Datensätze zur Aufgabe:
»»

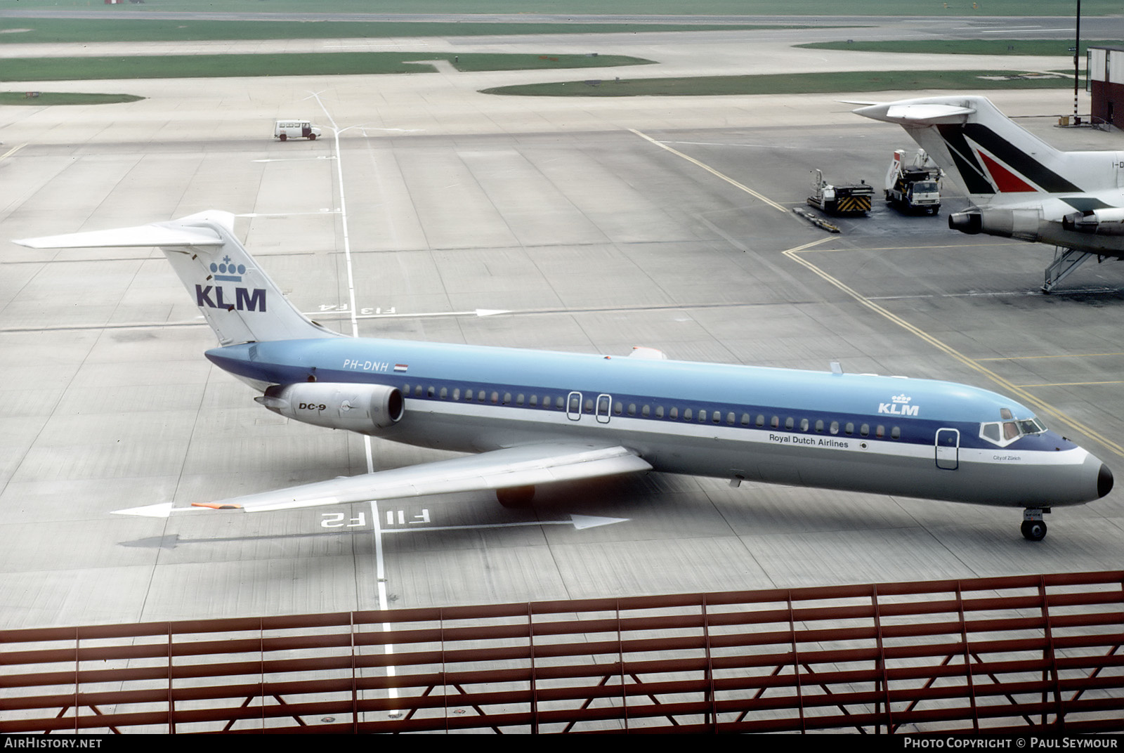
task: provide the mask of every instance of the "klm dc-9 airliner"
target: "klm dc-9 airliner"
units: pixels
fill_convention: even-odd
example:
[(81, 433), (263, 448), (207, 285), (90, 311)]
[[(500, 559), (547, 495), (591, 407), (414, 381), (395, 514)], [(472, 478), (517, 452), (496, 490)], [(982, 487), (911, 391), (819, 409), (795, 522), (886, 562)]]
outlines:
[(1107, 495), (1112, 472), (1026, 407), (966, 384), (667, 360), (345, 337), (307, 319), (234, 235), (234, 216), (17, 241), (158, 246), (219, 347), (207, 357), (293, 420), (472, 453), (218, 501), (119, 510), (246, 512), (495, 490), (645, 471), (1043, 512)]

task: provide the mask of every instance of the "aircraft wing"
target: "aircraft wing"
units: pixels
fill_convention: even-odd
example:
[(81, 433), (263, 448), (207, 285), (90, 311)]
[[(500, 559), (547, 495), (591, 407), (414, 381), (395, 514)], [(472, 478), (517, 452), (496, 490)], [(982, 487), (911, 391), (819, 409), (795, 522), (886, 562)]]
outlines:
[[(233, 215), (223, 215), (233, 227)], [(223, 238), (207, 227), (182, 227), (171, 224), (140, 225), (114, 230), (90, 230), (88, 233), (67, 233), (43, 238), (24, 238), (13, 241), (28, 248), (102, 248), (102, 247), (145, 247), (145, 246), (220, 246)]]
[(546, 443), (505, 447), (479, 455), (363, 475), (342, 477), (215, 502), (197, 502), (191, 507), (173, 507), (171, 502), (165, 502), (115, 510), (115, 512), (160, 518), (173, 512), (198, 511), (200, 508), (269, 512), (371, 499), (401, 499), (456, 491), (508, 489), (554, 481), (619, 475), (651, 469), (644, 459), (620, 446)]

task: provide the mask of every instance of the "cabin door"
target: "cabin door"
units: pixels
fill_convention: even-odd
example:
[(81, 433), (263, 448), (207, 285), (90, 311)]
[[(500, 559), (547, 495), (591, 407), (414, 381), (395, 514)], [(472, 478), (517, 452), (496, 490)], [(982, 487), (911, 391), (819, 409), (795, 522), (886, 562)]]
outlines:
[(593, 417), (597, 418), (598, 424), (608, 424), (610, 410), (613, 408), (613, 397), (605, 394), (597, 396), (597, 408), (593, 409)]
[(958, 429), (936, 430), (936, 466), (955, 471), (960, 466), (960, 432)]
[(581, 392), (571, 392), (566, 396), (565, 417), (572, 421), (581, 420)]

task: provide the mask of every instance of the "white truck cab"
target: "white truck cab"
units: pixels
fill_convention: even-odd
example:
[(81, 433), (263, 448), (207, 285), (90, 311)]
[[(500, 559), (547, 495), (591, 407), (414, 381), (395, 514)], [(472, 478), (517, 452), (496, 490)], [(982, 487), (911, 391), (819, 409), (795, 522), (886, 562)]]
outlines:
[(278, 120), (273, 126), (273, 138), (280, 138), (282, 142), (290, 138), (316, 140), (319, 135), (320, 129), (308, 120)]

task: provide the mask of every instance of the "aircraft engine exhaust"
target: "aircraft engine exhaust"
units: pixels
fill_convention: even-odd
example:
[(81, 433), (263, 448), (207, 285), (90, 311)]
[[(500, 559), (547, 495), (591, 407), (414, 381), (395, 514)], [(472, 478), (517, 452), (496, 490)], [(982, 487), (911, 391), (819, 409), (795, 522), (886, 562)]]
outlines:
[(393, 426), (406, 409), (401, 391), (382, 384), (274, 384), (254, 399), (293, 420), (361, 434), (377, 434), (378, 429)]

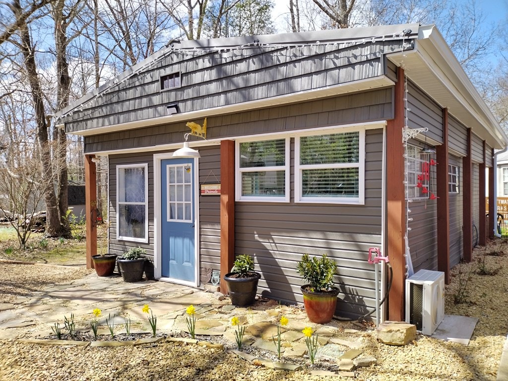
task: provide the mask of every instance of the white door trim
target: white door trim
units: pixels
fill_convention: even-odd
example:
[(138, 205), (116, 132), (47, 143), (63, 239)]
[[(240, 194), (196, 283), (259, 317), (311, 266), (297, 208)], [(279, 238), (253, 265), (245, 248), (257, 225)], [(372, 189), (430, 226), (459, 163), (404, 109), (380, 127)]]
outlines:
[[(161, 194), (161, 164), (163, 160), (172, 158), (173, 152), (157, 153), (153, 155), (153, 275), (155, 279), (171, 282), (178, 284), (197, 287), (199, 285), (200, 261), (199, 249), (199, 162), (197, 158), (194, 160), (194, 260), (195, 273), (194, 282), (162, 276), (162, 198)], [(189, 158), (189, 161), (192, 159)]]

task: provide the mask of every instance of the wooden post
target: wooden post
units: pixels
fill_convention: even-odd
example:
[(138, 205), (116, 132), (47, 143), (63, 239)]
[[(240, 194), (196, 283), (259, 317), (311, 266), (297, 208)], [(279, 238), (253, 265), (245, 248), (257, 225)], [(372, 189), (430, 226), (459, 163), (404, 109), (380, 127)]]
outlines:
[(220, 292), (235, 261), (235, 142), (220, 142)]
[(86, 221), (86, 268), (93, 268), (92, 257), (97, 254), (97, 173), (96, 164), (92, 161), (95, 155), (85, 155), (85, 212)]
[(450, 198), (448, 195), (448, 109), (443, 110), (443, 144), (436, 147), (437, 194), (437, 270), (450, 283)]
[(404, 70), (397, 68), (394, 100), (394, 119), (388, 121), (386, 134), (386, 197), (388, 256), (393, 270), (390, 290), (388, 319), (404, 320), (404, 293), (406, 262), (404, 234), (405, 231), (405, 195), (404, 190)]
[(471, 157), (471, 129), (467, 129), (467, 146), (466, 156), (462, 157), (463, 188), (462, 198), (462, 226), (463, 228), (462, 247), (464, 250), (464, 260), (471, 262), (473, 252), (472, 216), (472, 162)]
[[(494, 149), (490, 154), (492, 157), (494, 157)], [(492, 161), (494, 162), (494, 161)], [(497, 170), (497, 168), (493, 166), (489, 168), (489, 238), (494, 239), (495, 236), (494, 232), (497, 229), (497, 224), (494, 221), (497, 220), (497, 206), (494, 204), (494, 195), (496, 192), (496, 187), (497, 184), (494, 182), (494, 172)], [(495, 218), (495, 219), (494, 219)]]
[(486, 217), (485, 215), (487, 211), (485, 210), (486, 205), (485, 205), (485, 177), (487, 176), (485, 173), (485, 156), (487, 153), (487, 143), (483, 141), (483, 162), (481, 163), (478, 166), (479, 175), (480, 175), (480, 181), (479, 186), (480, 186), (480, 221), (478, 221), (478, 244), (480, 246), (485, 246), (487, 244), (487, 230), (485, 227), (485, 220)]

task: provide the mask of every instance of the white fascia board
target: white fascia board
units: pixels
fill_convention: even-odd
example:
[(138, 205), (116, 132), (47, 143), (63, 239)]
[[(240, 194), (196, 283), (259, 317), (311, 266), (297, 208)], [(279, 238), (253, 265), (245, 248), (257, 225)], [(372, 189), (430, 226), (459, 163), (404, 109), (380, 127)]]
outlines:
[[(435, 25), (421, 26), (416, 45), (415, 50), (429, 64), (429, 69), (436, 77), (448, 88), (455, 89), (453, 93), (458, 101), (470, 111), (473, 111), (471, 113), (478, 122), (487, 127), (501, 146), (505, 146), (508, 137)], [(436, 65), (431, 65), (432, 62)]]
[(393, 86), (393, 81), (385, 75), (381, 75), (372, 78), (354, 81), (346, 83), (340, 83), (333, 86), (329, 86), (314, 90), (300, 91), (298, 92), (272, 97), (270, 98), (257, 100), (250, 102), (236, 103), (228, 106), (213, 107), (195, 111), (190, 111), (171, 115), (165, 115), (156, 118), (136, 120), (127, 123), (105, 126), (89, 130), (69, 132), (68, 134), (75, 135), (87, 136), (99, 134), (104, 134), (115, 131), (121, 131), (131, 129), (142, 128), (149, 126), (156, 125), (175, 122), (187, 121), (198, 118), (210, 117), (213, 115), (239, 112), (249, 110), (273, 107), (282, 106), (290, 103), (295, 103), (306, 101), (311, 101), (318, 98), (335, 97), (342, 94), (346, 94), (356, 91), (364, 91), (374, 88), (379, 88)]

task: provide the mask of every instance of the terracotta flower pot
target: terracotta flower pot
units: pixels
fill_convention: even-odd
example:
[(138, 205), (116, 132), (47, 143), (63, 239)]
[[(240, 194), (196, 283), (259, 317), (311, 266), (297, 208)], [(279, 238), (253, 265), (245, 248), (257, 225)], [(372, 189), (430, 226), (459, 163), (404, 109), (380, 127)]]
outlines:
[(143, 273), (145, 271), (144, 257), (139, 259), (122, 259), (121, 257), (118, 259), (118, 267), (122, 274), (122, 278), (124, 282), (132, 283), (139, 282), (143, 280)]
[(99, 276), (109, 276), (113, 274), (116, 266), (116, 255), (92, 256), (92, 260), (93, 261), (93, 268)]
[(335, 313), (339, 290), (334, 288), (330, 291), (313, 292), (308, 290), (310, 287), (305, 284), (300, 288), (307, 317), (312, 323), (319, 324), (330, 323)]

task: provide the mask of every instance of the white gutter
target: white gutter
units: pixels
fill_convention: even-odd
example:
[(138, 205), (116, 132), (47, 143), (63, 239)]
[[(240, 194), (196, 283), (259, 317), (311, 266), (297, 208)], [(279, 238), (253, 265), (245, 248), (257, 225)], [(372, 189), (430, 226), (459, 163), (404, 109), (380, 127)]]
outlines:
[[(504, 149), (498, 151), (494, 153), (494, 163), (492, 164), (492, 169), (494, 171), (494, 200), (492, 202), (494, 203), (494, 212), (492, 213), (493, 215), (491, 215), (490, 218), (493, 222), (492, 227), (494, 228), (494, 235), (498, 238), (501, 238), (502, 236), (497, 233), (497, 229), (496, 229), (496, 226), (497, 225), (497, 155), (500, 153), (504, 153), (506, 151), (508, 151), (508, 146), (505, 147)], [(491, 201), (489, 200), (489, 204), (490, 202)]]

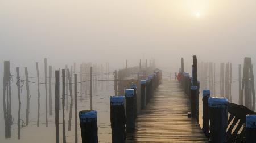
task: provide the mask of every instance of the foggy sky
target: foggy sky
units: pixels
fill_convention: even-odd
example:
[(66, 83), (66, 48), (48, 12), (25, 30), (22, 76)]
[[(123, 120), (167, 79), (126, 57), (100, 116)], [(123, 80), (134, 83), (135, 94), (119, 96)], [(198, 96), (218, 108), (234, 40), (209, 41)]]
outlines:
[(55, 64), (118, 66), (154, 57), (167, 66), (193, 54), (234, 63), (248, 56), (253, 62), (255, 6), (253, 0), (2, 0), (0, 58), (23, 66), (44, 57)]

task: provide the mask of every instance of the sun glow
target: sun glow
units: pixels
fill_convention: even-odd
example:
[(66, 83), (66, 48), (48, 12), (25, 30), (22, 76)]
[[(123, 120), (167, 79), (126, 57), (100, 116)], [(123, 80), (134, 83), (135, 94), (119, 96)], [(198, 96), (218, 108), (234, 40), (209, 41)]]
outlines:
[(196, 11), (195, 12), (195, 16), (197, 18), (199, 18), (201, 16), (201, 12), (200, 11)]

««

Gestellte Aufgabe:
Übertragen Sie die Zeilen der Datensätze zwischen der Zeile mit „task: provide the mask of every instance of the white door“ und der Zeile mit „161), (192, 159)]]“, beide eingeschlossen, in eine JSON-Liste aus Zeichenketten mit je einem Eintrag pro Zeile. Leerzeilen bleiben dabei weg.

Antwort:
[
  "task: provide the mask of every instance of the white door trim",
  "target: white door trim",
  "units: pixels",
  "fill_convention: even-odd",
  "example:",
  "[(138, 205), (116, 132), (47, 143), (63, 239)]",
  "[[(240, 194), (196, 283), (259, 317), (311, 266), (297, 208)], [(279, 238), (253, 265), (245, 248), (257, 225)], [(372, 189), (430, 226), (459, 163), (404, 109), (380, 127)]]",
  "outlines:",
  "[[(161, 194), (161, 164), (163, 160), (172, 158), (173, 152), (157, 153), (153, 155), (153, 275), (155, 279), (171, 282), (178, 284), (197, 287), (199, 285), (200, 261), (199, 249), (199, 162), (197, 158), (194, 160), (194, 260), (195, 273), (194, 282), (162, 276), (162, 198)], [(189, 158), (189, 161), (192, 159)]]"
]